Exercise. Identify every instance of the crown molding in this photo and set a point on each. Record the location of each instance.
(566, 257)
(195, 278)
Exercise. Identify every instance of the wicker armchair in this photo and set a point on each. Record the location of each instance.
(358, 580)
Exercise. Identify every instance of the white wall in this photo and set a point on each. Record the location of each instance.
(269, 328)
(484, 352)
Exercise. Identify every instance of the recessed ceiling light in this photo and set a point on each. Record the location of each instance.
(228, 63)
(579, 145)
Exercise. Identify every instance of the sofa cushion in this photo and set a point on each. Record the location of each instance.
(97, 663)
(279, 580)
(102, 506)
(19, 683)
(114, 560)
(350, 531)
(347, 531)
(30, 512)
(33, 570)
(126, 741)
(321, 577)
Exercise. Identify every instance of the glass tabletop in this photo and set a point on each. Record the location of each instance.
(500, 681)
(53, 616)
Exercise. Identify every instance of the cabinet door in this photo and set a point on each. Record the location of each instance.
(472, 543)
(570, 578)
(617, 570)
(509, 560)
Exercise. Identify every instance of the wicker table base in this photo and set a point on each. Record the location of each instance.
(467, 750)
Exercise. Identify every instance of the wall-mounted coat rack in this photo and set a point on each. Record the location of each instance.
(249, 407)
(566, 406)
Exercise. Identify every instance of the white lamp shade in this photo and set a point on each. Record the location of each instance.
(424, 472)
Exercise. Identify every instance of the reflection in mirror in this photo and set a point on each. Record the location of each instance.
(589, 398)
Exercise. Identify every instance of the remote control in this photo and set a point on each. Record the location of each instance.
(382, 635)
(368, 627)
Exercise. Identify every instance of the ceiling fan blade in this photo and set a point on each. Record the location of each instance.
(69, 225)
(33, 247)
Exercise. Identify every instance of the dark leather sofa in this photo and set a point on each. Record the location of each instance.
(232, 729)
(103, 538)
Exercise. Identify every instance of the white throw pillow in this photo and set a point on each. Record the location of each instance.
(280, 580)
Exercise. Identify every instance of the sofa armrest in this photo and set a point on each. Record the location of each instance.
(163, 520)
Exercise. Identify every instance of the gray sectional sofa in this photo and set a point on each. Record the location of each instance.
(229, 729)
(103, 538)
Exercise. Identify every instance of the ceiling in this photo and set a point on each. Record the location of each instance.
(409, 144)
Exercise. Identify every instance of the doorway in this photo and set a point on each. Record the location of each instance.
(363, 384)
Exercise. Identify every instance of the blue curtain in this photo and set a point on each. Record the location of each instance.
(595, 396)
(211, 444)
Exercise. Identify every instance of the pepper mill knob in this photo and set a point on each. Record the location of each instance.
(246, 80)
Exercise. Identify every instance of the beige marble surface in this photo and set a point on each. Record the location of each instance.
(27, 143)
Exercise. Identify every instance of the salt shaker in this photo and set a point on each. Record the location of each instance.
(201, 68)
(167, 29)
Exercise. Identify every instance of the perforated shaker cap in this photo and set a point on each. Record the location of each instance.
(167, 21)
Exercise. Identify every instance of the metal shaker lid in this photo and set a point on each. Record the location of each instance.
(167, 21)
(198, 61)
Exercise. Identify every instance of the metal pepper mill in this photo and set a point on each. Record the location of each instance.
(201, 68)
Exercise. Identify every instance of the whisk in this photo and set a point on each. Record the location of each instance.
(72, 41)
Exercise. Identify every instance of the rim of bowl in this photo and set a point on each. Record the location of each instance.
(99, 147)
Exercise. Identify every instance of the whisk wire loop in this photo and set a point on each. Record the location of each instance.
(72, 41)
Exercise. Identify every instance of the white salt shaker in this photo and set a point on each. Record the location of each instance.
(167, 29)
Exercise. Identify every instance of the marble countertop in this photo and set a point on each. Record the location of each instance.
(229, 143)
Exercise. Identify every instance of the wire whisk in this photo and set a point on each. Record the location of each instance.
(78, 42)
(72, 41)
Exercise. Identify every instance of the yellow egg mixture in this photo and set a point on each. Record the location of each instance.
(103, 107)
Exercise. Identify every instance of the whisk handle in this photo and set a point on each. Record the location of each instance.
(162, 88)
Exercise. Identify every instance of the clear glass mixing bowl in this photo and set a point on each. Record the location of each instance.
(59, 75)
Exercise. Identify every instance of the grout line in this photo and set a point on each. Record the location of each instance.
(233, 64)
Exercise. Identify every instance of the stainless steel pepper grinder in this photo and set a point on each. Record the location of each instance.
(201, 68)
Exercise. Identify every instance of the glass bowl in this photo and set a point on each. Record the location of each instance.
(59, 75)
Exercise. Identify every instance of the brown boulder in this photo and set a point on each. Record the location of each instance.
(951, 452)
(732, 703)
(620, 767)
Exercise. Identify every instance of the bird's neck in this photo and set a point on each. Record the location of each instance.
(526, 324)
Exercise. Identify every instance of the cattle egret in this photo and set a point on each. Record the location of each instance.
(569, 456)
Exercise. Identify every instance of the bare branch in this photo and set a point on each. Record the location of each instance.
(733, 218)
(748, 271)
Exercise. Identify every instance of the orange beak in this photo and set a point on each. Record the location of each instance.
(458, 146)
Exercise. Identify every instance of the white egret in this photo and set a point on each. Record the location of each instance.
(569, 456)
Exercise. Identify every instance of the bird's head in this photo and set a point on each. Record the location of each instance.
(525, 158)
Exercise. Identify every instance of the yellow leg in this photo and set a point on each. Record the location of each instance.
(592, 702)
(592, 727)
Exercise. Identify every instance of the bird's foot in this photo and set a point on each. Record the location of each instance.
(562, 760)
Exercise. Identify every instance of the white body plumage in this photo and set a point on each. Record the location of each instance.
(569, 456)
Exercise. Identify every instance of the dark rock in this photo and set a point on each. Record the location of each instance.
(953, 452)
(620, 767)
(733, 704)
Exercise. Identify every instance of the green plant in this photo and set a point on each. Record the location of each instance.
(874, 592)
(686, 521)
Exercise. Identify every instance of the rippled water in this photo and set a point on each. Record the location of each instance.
================
▶ _What the task asks_
Retype the records, line for line.

▶ _Response to this task_
Exercise. Identify every instance of the crown molding in this photo and set a point on each. Record the location of each instance.
(566, 257)
(195, 278)
Exercise. Identify every instance of the wicker armchair in this photo and set a point on each. Record the location of each instance.
(358, 580)
Exercise. Identify every instance of the white wall in this photo and set a point on each. Record the location of each instance.
(269, 328)
(484, 352)
Exercise. Identify every instance of the recessed ceiling light in this photo and set a point on each. Record the location of each instance.
(228, 63)
(579, 145)
Exercise. Identify every instance of the sofa cushion in this photo and set a point on each. Record the location of each instance.
(97, 663)
(279, 580)
(102, 506)
(19, 683)
(114, 560)
(350, 531)
(347, 531)
(30, 512)
(33, 570)
(126, 741)
(321, 577)
Exercise. Identify every instance of the glass tabletop in this photo and set a point on each. Record the location of each instance.
(500, 681)
(53, 616)
Exercise. Identify every instance of the cabinet door in this photo and set a point on each. Record the location of each instance.
(472, 543)
(570, 578)
(617, 570)
(509, 560)
Exercise. Identify every instance of the wicker table base in this photo and set a point on each. Record the location of each instance.
(467, 750)
Exercise. Identify every instance of the wall-mounted coat rack in this photo and set a point on each. Record the location of each instance.
(249, 407)
(566, 406)
Exercise. Identify every instance of the white lamp shade in this photo and set a point on each. Record the location of each instance.
(424, 472)
Exercise. Identify every instance of the reflection in mirror in this photo and set a point on each. Record the location of each instance.
(589, 398)
Exercise. Identify every instance of the remote control in this photo and set a point on each. Record the location of each instance.
(382, 635)
(368, 627)
Exercise. Identify every instance of the ceiling fan blade in this photo and set a point on each. Record the location of each instance.
(69, 225)
(33, 247)
Exercise. Identify every instance of the dark leather sofa in this photo and set a point on each. Record the location of each instance.
(232, 729)
(103, 538)
Exercise. Identify every instance of the white throw pillow in this photo and set a point on each. Record the location of each instance.
(280, 580)
Exercise. Identify every instance of the sofa armrest in this photo and set a point on each. Record the location of each instance.
(163, 520)
Exercise. Identify every instance of the gray sectional sofa in this photo and set a point on each. Record the location of each instance.
(229, 729)
(103, 538)
Exercise. Identify every instance of the ceiling in this photo and set a point on each. Record the location of each instance.
(409, 144)
Exercise. Identify every instance of the doorway in this photo and set a point on each. Record the location of each instance.
(363, 384)
Exercise. Identify every instance of the blue curtain in this photo and set a point on each. Record the location of each instance.
(595, 396)
(211, 444)
Exercise. Identify every instance of the pepper mill knob in this photo and set a point on each. Record the location of each instance.
(246, 80)
Exercise. Identify every instance of the beige marble surface in this photo and set a point on each. Record the location of each instance.
(27, 143)
Exercise. Identify every instance of the salt shaker in this photo and set a point on each. Record the location of each instance.
(201, 68)
(167, 29)
Exercise. Identify every instance of the perforated shaker cap in this photo and set a point on each. Record the location of each instance.
(167, 21)
Exercise. Identify every instance of the metal shaker lid in this photo and set a point on each. Record the location of each instance.
(167, 21)
(198, 61)
Exercise. Identify every instance of the metal pepper mill in this photo and set a point on each. Record the location of each instance.
(201, 68)
Exercise. Identify every instance of the whisk in this photo and set a point on each. Record the location of each instance.
(72, 41)
Exercise. Identify every instance of the rim of bowl in this photo and set a point on each. Record the location of each instance.
(99, 147)
Exercise. Identify every instance of the whisk wire loop in this photo and set a point on each. Record the location of each instance.
(72, 41)
Exercise. Identify every instance of the white salt shaker in this photo and set a point on each. Record the location of each instance.
(167, 29)
Exercise. Identify every instance of the marble countertop in this photo and set a point on each. Record the location of each instance.
(229, 143)
Exercise. Identify every instance of the wire whisk in this photo and set a point on each. Record the location of each instance.
(78, 42)
(72, 41)
Exercise. Identify every instance of the yellow egg mixture in this photo and set a point on each. Record the location of each instance.
(103, 107)
Exercise. Identify every instance of the whisk handle in this photo and set a point on each. Record the location of each instance.
(162, 88)
Exercise. Identify every instance of the clear glass mixing bowl in this photo and set a point on each. Record the location of each instance.
(59, 75)
Exercise. Identify every instance of the grout line in this photo and set a point on each. Record the location of each instance.
(233, 64)
Exercise. Identify every instance of the stainless steel pepper grinder in this photo and set a point on each. Record the location of each instance.
(201, 68)
Exercise. Identify every instance of the glass bowl in this photo and set a point on each. Record the location of each instance.
(59, 75)
Exercise. Identify every instance of the brown boulder in this photo and set a point on each. Record the location of each instance.
(951, 452)
(732, 703)
(620, 767)
Exercise. Identify every instance of the bird's neck in this photo and set a point on each. Record the location of each instance.
(526, 324)
Exercise. Identify every instance of the cattle egret in this photo and set a point on each. Record the location of each instance.
(569, 456)
Exercise. Identify every instance of the bare branch in this photo and set a point on each. Record the location of each instance.
(733, 218)
(748, 271)
Exercise. Identify every instance of the orange beak in this photo and set a point on each. Record the location of each instance.
(458, 146)
Exercise. Identify every instance of the white egret in this photo and set a point on each. Record the location of each instance.
(569, 456)
Exercise. Identify every instance of the bird's head in this photo and set a point on each. Record the location of each instance.
(525, 158)
Exercise. Identify every instance of the yellow leg in this photo and set a point on each. Record the location of each instance.
(592, 702)
(592, 727)
Exercise. Identify every instance of the bird's foot in this photo and set a point on each. Record the location of each instance.
(562, 760)
Exercise. Identify every instance of the white body plumage in this photo and set a point on each. Record the location of each instance.
(569, 456)
Exercise. Identify every instance of the dark rock in this photo and set a point on each. Record the location of each instance.
(953, 452)
(620, 767)
(733, 704)
Exercise. Identify every instance of the green plant in this photo and set a point on each. Record the location of each instance.
(874, 592)
(686, 521)
Exercise. Identify every instance of the rippled water in this photo and set a point on each. Record the location of each instance.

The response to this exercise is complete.